[Required work]:
A) Copy word for word the part of the PocketSphinx reference page between "CMU Sphinx (PocketSphinx) is" and "without internet access.", inclusive.
B) Resume the CMU Sphinx reference page from its final line and keep writing it in the same style.

[Page excerpt]:
▼

CMU Sphinx (PocketSphinx)

CMU Sphinx (PocketSphinx) is a lightweight, fully offline speech recognition engine developed by Carnegie Mellon University. It’s ideal for privacy-sensitive applications and environments without internet access.

Method Signature

recognize_sphinx(
    audio_data: AudioData,
    language: str | tuple = "en-US",
    keyword_entries: list[tuple[str, float]] | None = None,
    grammar: str | None = None,
    show_all: bool = False
) -> str | pocketsphinx.Decoder

Parameters

audio_data

AudioData

required

An AudioData instance containing the audio to transcribe.

language

str | tuple

default:"en-US"

▲

[Data segment]:

▼

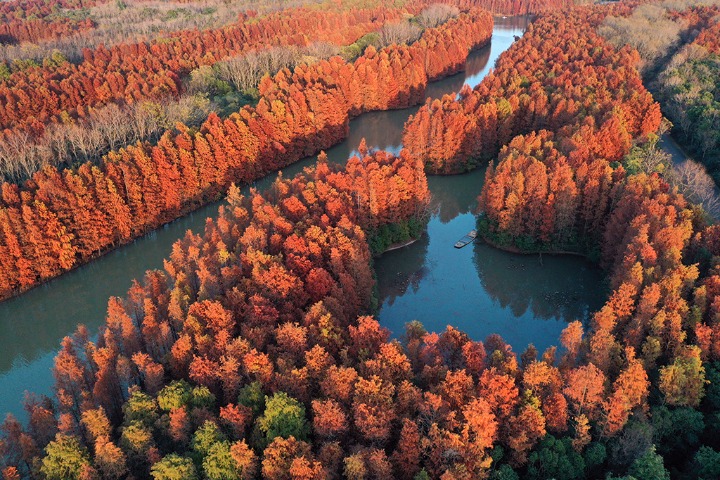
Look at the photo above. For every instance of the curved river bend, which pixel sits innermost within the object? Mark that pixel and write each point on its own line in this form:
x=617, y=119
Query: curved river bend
x=476, y=289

▲

[Responses for each task]:
A)
CMU Sphinx (PocketSphinx) is a lightweight, fully offline speech recognition engine developed by Carnegie Mellon University. It’s ideal for privacy-sensitive applications and environments without internet access.

B)
Recognition language as an RFC5646 language tag (e.g., "en-US", "en-GB").Can also be a 3-tuple of filesystem paths: (acoustic_model_dir, language_model_file, phoneme_dict_file) for custom models.Note: Only "en-US" is supported out of the box. Other languages require downloading additional data.

keyword_entries

list[tuple[str, float]]

default:"None"

List of keywords to search for, as tuples of (keyword, sensitivity).Sensitivity is a float from 0.0 (insensitive, fewer false positives) to 1.0 (sensitive, more false positives).When specified, Sphinx only listens for these keywords instead of general transcription.

grammar

str

default:"None"

Path to a JSGF or FSG grammar file. Constrains recognition to phrases defined in the grammar.Useful for command-and-control applications with a limited vocabulary.

show_all

bool

default:"False"

If True, returns the raw pocketsphinx.Decoder object. If False, returns only the transcription text.

Returns

Default: str - The transcribed text
With show_all=True: pocketsphinx.Decoder - Raw decoder object with detailed results

Installation

Using pip
From source (Linux/Mac)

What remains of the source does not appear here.